■ Written instruction: Return the material exactly as supplied, apart from the pictures, which are omitted.

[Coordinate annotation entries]
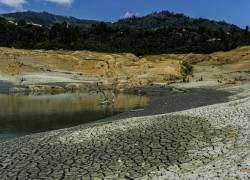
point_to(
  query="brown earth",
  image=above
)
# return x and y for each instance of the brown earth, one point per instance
(123, 70)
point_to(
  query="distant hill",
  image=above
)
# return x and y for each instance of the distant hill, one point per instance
(47, 19)
(166, 19)
(156, 20)
(156, 33)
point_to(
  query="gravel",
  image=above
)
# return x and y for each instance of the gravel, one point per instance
(210, 142)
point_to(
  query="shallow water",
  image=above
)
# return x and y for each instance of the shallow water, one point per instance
(26, 114)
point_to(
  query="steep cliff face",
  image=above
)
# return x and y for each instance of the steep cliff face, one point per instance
(122, 70)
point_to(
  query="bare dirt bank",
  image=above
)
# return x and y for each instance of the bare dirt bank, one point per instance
(210, 142)
(29, 67)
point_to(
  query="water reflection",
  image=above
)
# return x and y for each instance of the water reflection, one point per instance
(21, 115)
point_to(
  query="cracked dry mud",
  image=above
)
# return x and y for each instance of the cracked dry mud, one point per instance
(204, 143)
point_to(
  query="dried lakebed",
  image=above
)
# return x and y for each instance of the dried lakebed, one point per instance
(208, 142)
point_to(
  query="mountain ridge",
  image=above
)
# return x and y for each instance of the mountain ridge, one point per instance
(155, 20)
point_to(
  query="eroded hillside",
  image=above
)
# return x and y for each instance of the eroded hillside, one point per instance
(122, 70)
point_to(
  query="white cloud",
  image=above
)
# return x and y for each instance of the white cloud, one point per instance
(61, 2)
(128, 14)
(17, 4)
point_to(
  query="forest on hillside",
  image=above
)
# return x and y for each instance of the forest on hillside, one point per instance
(122, 38)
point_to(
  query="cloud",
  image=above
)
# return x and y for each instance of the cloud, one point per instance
(17, 4)
(129, 14)
(61, 2)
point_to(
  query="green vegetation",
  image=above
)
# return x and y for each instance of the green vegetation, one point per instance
(152, 34)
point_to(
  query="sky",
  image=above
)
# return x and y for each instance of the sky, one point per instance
(232, 11)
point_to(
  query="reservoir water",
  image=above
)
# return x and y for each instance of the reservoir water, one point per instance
(26, 114)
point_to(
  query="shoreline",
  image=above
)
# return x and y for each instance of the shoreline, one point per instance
(203, 142)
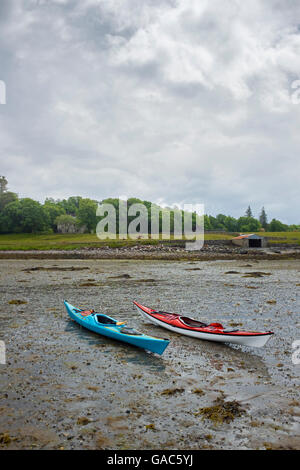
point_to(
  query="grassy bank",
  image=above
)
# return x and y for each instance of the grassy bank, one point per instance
(26, 241)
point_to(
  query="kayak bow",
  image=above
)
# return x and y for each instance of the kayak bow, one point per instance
(197, 329)
(108, 326)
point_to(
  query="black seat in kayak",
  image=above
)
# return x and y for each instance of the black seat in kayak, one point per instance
(105, 320)
(193, 323)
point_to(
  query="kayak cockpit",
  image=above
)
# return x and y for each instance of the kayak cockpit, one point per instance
(104, 320)
(192, 323)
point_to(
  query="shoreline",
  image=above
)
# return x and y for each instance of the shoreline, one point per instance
(208, 253)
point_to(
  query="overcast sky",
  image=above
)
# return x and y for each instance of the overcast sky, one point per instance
(173, 101)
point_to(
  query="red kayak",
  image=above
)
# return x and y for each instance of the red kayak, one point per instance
(197, 329)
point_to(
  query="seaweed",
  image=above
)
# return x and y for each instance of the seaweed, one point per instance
(222, 411)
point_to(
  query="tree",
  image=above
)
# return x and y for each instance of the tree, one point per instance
(24, 215)
(3, 184)
(277, 226)
(5, 196)
(53, 210)
(248, 212)
(248, 224)
(263, 218)
(86, 214)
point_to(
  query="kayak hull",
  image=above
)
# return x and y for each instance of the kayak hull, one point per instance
(243, 338)
(114, 330)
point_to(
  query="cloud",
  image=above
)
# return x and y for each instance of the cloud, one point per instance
(164, 100)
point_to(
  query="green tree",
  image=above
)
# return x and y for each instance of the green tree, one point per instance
(3, 184)
(248, 212)
(277, 226)
(263, 218)
(53, 210)
(248, 224)
(24, 215)
(86, 213)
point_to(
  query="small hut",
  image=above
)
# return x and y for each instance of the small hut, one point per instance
(250, 241)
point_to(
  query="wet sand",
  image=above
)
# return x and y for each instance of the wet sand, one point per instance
(65, 387)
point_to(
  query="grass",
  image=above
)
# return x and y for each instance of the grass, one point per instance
(27, 241)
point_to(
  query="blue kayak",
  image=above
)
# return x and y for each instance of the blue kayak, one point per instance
(107, 326)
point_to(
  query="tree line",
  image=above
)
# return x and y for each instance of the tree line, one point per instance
(25, 215)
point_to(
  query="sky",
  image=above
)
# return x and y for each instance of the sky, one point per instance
(171, 101)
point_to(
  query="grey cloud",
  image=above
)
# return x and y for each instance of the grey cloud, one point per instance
(160, 100)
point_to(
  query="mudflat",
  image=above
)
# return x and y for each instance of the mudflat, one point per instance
(65, 387)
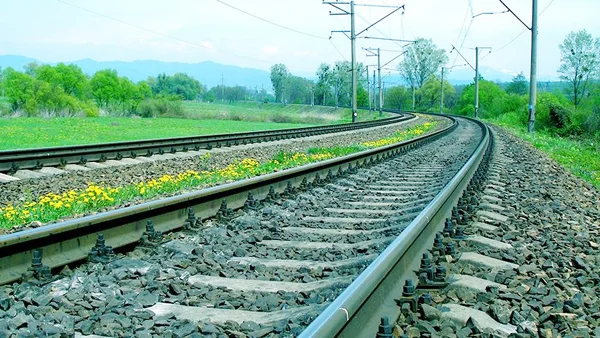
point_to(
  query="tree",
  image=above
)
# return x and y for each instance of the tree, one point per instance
(105, 86)
(18, 88)
(430, 94)
(279, 75)
(518, 85)
(323, 88)
(421, 61)
(580, 59)
(491, 98)
(397, 97)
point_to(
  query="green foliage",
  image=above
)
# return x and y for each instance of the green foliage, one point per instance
(162, 107)
(422, 60)
(279, 75)
(63, 90)
(179, 84)
(491, 100)
(398, 97)
(518, 86)
(580, 63)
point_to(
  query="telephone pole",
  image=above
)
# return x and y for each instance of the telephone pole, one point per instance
(533, 66)
(353, 35)
(476, 82)
(222, 89)
(369, 88)
(442, 94)
(533, 70)
(477, 79)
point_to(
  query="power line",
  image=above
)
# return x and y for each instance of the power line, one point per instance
(518, 35)
(270, 22)
(160, 33)
(334, 46)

■ Exercise solution:
point_to(
  query="brown earth",
  image=above
)
# return x and y for each instance of the brown earth, one point per instance
(123, 70)
point_to(
  query="distant hill",
  image=above
)
# return x and y for each instance of the distant hill, one point per instance
(47, 19)
(166, 19)
(156, 20)
(156, 33)
point_to(
  query="gravel",
  image=above
)
# return x and y for each instance of the gravel, one point per instance
(210, 142)
point_to(
  query="shallow water",
  image=above
)
# return x and y for each instance of the shallow water, one point per instance
(26, 114)
point_to(
  query="steep cliff face",
  image=above
)
# return x and y for each instance of the steep cliff face, one point per instance
(122, 70)
point_to(
  query="bare dirt bank",
  image=above
)
# return x and y for each instance of the bare dirt bank, one point per instance
(210, 142)
(29, 67)
point_to(
  query="water reflection",
  image=above
)
# return x and y for each instance of the water reflection, one point per instance
(21, 115)
point_to(
  query="cracked dry mud",
  image=above
)
# return x and y for each instance of the cracked dry mud, one point per instance
(204, 143)
point_to(
  query="dried lakebed",
  image=above
)
# return x and y for each instance of the dried lakebed, one point per instance
(208, 142)
point_to(
  query="mountain ridge",
  image=above
)
# return x and y for each instance of the mountain ridge, one point per instance
(155, 20)
point_to(
  query="eroded hillside",
  image=above
)
# return x and y for each instance of the eroded hillside, one point per instance
(122, 70)
point_to(
  query="white cloud",
  image=above
)
# return x and y for each instance of the white cloud, one point per instance
(61, 2)
(128, 14)
(17, 4)
point_to(
  query="forest on hillside",
  image=above
)
# return x and y for each instance of the forest on hillside, one point per instance
(122, 38)
point_to(
  query="cloud",
  image=above
)
# return x and y for each instance of the cloud, one point per instance
(17, 4)
(129, 14)
(61, 2)
point_to(
  query="green vegetation",
  image=above
)
# return x and y for each instance of the green vegetation, one point per instance
(152, 34)
point_to(
  query="sky",
  image=above
)
# return x and y for each instance of the sky, one point per instance
(232, 11)
point_to(
  query="reservoir water",
  image=above
)
# return x and y for each instance of the reservoir water, one point per instance
(26, 114)
point_to(
  query="shoreline",
  image=above
)
# return x and y for each instance of the shoreline, one point per instance
(203, 142)
point_to(
  query="grassy bank",
  image=above
)
# return x and y for each instance of the grassy bank, one point per instance
(26, 241)
point_to(
  query="kayak bow",
  image=above
)
# return x and y for each instance of the kayak bow, one point per instance
(197, 329)
(108, 326)
point_to(
  query="black seat in kayak",
  image=above
)
# return x and y for each instance of the black seat in kayak, one point per instance
(105, 320)
(193, 323)
point_to(
  query="kayak cockpit",
  image=above
)
# return x and y for each instance of the kayak cockpit, one point per instance
(104, 320)
(192, 323)
point_to(
  query="shoreline",
  image=above
)
# return x and y for each instance of the shoreline, one point per instance
(208, 253)
point_to(
  query="overcast sky",
  image=above
)
# return x and y for each instance of the overcast sky, one point per instance
(173, 101)
point_to(
  query="red kayak",
  image=above
)
# return x and y for each instance of the red kayak, one point per instance
(197, 329)
point_to(
  query="seaweed",
  image=above
)
# return x and y for each instance of the seaweed, one point per instance
(222, 411)
point_to(
  query="tree",
  image=above
)
# return x and y for each instance of the tree, one point per instance
(24, 215)
(3, 184)
(277, 226)
(5, 196)
(53, 210)
(248, 212)
(248, 224)
(263, 218)
(86, 214)
point_to(
  query="kayak hull",
  image=above
)
# return x and y for each instance of the kayak hull, one point per instance
(243, 338)
(114, 330)
point_to(
  query="cloud",
  image=above
)
# return x and y for each instance of the cloud, one point per instance
(164, 100)
point_to(
  query="green tree",
  image=above
)
# return x and y for each instance of the green tree, one point per instance
(3, 184)
(248, 212)
(277, 226)
(263, 218)
(53, 210)
(248, 224)
(24, 215)
(86, 213)
point_to(
  query="small hut",
  image=above
)
# return x and y for each instance of the small hut, one point per instance
(250, 241)
point_to(
  query="wet sand",
  image=above
)
# return x and y for each instance of the wet sand, one point per instance
(65, 387)
point_to(
  query="grass",
  image=above
)
# return x and y for each instance of the grass, one point per instance
(27, 241)
point_to(
  query="blue kayak",
  image=above
)
# return x and y for each instance of the blue kayak, one point per instance
(107, 326)
point_to(
  query="tree line",
  image=above
)
# return x and y for each instance of the tree line, one point per instance
(25, 215)
point_to(
  query="sky",
  image=above
)
# return x and y for each instance of the sky, one point per instance
(171, 101)
point_to(
  query="grey cloud",
  image=above
)
# return x and y for each instance of the grey cloud, one point per instance
(160, 100)
point_to(
  query="mudflat",
  image=above
)
# return x and y for each instance of the mudflat, one point per instance
(65, 387)
point_to(
  query="tree",
  image=above
)
# return x and y for each instance of the tree, one point per instance
(105, 86)
(18, 88)
(430, 94)
(279, 75)
(518, 85)
(323, 88)
(421, 61)
(580, 59)
(491, 98)
(397, 97)
point_to(
  query="green foliage",
  image=above
)
# return x and y for each instance of the green foliage, one point per instance
(162, 107)
(422, 60)
(279, 75)
(63, 90)
(179, 84)
(491, 100)
(398, 97)
(518, 86)
(580, 63)
point_to(
  query="telephone pole",
  image=above
)
# return x and y for each instance of the telephone pole, one point per instance
(533, 66)
(353, 35)
(476, 82)
(222, 89)
(369, 88)
(442, 94)
(533, 70)
(477, 79)
point_to(
  query="power line",
  image=above
)
# return x and y for each instance of the power line, one point per instance
(518, 35)
(270, 22)
(160, 33)
(334, 46)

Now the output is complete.